| PROBLEM STATEMENT |
Tell me how many lines in the entries below contain the word "green"; reply with the number and nothing else.

| AVAILABLE DATA |
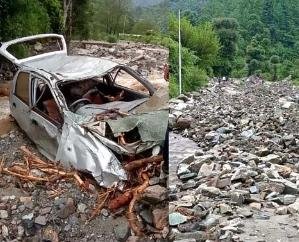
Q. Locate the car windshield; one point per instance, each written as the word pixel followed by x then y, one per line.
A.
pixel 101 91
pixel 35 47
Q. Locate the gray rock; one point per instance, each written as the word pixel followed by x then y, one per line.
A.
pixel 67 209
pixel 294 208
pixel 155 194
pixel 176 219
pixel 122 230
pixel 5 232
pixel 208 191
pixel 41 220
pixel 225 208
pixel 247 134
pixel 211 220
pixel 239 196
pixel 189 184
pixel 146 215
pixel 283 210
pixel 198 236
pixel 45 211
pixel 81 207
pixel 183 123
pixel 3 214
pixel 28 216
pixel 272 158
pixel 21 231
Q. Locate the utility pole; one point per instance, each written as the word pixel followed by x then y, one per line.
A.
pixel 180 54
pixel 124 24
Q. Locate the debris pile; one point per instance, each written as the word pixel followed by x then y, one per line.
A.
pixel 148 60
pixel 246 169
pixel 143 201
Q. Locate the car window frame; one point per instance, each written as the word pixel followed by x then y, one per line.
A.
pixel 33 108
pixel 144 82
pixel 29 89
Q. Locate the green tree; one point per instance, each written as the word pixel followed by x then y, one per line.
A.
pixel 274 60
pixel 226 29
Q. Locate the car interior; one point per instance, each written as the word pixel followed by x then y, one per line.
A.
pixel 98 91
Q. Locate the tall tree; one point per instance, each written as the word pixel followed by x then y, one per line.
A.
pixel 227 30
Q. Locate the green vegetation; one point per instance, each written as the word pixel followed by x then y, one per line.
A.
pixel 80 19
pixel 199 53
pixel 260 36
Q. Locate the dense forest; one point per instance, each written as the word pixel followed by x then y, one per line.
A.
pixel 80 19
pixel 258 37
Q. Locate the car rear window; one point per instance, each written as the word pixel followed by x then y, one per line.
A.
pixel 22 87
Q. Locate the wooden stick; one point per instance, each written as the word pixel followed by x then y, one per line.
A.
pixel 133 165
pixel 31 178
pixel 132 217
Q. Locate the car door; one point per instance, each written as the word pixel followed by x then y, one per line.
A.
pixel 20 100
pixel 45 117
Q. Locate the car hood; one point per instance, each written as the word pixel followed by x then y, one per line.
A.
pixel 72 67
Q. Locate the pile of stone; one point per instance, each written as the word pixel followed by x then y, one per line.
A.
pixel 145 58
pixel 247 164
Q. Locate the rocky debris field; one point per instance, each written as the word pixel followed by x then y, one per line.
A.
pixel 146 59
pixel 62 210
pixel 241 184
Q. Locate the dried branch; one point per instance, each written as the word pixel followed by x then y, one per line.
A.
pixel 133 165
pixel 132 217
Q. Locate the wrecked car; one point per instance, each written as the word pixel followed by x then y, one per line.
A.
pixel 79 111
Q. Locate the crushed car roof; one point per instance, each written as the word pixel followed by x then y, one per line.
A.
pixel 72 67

==

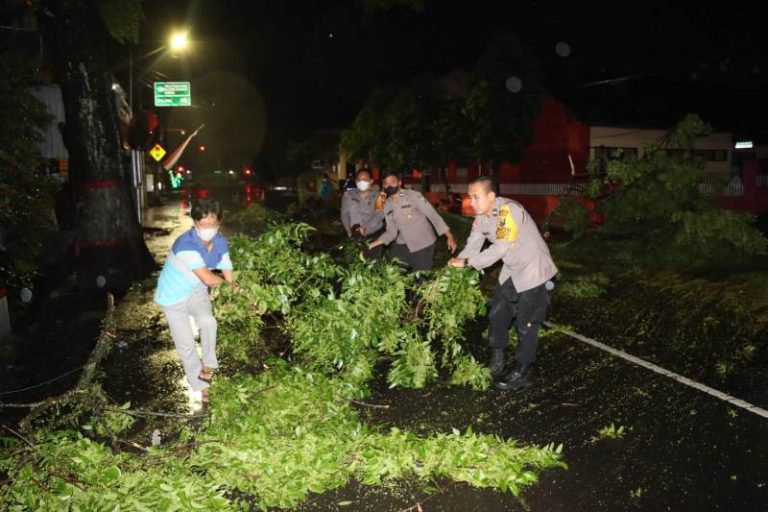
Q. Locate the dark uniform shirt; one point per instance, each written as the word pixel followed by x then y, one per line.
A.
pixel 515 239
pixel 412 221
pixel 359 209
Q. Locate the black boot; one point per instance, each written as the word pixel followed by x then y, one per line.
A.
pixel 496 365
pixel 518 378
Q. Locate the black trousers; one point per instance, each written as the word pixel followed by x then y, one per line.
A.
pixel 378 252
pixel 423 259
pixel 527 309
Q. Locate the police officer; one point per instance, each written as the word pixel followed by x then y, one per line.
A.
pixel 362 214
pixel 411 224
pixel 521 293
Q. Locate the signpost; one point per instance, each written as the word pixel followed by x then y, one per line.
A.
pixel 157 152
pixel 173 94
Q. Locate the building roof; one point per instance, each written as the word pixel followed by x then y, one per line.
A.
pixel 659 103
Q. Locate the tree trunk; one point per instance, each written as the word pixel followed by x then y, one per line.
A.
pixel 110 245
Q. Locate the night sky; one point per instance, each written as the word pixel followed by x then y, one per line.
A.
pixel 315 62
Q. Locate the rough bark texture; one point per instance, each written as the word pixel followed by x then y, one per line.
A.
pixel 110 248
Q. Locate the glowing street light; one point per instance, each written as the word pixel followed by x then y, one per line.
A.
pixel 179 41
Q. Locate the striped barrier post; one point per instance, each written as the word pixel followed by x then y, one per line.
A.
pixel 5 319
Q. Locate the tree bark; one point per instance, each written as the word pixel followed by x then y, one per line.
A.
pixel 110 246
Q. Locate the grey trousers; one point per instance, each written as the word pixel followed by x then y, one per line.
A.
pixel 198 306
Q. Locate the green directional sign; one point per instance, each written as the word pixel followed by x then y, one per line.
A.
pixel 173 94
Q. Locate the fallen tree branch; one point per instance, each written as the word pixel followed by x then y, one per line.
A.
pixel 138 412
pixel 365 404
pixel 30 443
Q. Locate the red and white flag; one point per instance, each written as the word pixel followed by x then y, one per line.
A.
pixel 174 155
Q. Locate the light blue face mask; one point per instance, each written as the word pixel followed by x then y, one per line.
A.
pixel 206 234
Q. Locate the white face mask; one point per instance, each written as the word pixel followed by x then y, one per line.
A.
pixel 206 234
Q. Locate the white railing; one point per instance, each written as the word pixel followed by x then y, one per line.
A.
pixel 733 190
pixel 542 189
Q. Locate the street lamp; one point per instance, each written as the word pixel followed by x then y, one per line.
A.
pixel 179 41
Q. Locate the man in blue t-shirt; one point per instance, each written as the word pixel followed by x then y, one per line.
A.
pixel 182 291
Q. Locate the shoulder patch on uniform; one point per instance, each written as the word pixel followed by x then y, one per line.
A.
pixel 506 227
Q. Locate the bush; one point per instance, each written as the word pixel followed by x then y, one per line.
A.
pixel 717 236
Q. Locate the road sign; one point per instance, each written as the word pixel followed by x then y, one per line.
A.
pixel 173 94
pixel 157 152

* * *

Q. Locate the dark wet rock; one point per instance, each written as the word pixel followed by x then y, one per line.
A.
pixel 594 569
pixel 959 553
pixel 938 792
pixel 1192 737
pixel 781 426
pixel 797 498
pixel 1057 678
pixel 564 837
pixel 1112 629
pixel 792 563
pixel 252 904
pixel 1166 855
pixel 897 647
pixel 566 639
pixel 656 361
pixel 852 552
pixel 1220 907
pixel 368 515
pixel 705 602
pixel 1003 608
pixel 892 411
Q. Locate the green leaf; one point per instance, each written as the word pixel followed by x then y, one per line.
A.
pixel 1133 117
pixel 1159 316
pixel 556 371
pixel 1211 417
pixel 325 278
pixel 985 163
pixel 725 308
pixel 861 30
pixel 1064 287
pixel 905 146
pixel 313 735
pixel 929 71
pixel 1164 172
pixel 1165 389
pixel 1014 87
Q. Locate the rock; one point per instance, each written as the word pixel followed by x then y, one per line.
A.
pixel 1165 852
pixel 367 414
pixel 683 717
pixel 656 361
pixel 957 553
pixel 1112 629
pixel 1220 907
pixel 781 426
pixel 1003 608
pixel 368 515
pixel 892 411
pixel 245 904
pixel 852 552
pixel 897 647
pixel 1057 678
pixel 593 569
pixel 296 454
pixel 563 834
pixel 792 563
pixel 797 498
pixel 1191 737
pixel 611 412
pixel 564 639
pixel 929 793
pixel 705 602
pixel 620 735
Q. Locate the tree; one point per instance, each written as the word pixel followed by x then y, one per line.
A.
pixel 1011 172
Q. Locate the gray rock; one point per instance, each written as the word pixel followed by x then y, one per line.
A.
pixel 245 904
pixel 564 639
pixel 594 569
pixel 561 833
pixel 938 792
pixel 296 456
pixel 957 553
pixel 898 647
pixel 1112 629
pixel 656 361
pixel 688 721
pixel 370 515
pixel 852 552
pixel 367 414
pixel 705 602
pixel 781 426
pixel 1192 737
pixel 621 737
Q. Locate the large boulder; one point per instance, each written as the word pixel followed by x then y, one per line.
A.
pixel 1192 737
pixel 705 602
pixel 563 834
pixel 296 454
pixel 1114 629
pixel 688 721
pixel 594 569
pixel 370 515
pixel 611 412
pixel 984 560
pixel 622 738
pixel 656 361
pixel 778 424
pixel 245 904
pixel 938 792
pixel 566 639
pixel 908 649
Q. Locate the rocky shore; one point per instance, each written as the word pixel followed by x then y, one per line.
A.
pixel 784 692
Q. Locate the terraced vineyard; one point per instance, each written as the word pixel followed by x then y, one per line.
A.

| ANSWER SECTION |
4